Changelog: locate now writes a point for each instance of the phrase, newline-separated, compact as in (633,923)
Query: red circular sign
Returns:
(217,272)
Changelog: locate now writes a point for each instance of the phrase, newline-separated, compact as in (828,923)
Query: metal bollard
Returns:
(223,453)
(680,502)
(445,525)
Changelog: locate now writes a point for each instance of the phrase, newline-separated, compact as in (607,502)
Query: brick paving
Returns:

**Your task**: Switch each "Query" in the lines above to "Search term" and write out all the lines again with nothing else changed.

**Correct result**:
Changelog: locate now writes a point for each instance of the phrase, newline-separated, compact as in (633,923)
Search term: red circular sign
Returns:
(217,272)
Changelog: locate now writes a point for each instance of the phrase, newline-separated, compact as in (828,923)
Search term: metal bollard
Returns:
(223,453)
(680,502)
(445,525)
Changelog: locate now writes a point for each instance of the phrase, newline-separated, compact as in (607,502)
Search term: brick paving
Returns:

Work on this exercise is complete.